→ **YOUR TASK**: Turn the items, from their first line through the line that contains "top-left (147, 440), bottom-right (170, 679)", into a Markdown table with the columns Row and Line. Number each row and leave out blank lines.

* Start SUPPLIED DATA *

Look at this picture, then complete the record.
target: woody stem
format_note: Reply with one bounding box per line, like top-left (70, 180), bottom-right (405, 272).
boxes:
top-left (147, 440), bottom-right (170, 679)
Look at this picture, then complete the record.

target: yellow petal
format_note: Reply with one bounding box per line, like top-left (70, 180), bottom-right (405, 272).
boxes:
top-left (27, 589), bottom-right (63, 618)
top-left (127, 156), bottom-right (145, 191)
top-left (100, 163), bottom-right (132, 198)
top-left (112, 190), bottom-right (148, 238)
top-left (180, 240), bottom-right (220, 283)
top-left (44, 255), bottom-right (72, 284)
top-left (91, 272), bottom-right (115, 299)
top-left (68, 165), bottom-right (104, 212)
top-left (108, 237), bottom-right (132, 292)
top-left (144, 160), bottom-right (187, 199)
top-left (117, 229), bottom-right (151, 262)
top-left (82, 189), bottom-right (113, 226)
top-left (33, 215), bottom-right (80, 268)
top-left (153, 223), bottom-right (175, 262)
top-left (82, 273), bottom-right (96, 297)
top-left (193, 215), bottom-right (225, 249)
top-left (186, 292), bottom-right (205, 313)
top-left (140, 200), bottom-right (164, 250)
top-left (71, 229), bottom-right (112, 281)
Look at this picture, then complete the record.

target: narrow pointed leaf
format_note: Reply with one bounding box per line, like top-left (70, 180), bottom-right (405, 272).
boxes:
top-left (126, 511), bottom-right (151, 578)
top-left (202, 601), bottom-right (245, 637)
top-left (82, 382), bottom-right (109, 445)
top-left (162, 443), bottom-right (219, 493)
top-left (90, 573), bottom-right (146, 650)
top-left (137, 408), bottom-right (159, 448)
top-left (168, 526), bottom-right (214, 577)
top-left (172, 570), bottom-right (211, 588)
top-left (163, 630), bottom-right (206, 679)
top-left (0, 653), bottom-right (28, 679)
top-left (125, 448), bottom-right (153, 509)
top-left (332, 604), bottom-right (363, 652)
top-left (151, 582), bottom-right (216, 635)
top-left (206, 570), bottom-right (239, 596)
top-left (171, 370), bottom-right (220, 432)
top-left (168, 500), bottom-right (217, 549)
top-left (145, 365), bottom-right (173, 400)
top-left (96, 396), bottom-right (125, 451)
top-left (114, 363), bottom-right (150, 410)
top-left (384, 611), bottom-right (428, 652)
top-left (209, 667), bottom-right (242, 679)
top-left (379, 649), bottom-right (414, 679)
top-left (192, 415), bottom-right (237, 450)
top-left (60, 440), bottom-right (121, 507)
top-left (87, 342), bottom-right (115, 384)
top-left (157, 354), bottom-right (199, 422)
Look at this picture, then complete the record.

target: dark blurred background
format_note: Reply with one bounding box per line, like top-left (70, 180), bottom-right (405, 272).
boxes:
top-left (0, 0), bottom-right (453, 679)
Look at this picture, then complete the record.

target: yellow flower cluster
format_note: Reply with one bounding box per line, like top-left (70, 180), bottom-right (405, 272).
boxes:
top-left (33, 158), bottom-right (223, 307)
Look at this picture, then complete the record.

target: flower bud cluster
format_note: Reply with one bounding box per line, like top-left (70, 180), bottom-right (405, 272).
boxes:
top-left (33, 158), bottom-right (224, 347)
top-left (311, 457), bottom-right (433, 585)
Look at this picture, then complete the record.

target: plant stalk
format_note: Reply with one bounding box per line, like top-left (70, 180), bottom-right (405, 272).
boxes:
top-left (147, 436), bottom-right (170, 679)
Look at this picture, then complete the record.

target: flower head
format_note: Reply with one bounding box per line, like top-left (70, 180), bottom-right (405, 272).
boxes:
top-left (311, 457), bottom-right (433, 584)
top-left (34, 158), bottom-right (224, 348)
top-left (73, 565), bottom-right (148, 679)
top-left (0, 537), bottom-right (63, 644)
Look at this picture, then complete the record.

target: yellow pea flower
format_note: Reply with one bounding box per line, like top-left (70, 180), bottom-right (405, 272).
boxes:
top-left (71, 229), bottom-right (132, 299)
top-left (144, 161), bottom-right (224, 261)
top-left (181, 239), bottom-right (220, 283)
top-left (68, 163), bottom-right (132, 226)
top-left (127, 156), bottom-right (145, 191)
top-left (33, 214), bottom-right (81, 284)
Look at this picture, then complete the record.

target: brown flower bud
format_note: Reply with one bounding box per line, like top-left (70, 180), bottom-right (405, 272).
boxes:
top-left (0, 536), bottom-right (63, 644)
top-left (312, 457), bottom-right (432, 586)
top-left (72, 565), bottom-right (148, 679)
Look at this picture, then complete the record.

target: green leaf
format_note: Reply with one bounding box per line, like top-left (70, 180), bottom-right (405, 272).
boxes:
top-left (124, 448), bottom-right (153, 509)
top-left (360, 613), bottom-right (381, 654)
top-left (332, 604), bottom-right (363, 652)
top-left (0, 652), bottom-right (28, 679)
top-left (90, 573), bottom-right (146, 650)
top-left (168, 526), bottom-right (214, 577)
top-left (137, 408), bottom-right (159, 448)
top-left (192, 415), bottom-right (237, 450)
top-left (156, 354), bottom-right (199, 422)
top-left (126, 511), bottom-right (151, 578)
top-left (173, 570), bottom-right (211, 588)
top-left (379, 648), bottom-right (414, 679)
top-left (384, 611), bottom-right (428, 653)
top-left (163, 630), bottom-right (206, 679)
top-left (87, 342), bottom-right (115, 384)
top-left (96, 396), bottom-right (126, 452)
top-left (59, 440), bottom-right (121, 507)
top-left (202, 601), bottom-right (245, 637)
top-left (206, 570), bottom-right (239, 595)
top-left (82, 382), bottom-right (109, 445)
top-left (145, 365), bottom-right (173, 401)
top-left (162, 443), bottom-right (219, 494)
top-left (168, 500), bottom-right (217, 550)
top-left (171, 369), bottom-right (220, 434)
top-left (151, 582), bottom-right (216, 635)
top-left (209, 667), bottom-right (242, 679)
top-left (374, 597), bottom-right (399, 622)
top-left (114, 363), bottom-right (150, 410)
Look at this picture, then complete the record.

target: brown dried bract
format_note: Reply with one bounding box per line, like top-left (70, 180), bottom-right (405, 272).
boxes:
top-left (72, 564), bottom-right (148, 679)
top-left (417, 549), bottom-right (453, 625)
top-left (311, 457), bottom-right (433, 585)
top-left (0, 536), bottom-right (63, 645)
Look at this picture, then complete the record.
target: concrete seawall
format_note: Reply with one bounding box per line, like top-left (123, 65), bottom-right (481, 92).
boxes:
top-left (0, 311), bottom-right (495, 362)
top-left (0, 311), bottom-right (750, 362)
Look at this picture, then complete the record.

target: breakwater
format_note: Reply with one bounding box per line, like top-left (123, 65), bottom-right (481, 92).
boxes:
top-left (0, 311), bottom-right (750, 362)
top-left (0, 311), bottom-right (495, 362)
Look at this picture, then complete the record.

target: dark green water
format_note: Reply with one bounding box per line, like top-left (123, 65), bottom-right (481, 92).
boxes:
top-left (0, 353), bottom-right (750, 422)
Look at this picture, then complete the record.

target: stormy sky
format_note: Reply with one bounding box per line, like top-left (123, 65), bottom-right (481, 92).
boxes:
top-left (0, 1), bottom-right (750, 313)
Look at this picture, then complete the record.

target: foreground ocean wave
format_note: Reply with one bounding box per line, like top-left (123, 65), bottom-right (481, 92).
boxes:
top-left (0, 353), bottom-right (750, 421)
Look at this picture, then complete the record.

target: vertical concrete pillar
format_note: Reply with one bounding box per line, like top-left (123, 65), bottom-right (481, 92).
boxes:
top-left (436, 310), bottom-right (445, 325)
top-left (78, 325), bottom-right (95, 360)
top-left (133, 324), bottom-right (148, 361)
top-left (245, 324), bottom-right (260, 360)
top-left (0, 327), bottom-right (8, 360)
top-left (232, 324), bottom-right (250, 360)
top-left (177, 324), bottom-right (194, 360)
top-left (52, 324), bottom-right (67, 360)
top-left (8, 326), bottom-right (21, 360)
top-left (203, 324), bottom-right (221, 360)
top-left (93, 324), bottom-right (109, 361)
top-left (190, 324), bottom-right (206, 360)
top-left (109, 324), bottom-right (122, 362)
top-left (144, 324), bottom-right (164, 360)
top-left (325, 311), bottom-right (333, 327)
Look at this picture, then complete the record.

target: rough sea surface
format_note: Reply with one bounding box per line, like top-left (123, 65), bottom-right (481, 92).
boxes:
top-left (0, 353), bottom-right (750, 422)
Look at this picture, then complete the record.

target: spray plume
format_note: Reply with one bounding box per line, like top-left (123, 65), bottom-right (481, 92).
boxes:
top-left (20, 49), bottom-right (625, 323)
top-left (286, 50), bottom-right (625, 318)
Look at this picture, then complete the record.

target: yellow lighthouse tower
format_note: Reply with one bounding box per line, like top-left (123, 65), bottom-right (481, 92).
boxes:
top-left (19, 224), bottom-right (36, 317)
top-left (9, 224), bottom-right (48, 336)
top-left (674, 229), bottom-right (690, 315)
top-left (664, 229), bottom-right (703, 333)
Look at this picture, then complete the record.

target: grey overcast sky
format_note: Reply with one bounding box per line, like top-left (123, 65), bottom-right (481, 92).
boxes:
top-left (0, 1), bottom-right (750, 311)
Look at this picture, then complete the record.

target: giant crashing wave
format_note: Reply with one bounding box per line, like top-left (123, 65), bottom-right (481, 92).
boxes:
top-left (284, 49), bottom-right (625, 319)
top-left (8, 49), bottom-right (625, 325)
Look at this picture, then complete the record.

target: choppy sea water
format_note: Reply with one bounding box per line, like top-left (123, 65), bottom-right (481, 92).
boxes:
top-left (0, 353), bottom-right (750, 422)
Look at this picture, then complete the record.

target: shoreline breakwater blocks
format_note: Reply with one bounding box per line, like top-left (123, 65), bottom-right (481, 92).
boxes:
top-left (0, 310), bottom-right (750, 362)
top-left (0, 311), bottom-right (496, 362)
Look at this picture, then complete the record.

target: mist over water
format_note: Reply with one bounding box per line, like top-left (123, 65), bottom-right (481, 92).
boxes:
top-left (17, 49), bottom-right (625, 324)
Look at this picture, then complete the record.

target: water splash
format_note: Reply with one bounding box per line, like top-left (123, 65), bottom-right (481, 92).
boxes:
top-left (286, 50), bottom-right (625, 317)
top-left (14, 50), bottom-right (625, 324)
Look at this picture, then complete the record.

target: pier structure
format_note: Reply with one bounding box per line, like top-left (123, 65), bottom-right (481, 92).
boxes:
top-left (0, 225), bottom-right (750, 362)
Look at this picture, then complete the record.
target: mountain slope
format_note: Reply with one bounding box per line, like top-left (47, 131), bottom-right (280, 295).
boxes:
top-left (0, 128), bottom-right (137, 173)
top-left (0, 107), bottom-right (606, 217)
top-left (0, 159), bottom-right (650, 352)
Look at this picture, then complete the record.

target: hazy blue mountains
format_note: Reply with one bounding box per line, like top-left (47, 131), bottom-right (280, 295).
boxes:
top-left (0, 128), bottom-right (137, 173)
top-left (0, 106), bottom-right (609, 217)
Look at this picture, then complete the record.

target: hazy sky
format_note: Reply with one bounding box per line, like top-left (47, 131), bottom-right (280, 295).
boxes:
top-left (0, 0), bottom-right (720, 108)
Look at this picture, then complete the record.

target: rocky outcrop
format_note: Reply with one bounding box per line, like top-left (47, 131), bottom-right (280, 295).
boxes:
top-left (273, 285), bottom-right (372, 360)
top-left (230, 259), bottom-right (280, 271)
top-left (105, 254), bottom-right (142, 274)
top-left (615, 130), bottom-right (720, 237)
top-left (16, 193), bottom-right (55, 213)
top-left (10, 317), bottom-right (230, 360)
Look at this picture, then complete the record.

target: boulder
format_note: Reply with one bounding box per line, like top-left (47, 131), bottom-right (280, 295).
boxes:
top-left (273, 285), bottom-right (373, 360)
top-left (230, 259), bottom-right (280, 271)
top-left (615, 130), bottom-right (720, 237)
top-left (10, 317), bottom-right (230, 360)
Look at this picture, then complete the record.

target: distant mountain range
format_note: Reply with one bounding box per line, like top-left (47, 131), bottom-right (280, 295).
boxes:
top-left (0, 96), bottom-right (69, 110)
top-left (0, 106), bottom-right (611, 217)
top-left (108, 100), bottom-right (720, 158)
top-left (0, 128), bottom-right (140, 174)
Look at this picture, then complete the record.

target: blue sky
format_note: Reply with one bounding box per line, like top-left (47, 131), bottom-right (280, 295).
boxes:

* End SUPPLIED DATA *

→ **FINAL ANSWER**:
| Row | Line |
|---|---|
| 1 | Look at this picture, then complete the record. |
| 2 | target: woody stem |
| 3 | format_note: Reply with one bounding box per line, like top-left (70, 180), bottom-right (405, 272). |
| 4 | boxes: |
| 5 | top-left (147, 440), bottom-right (170, 679) |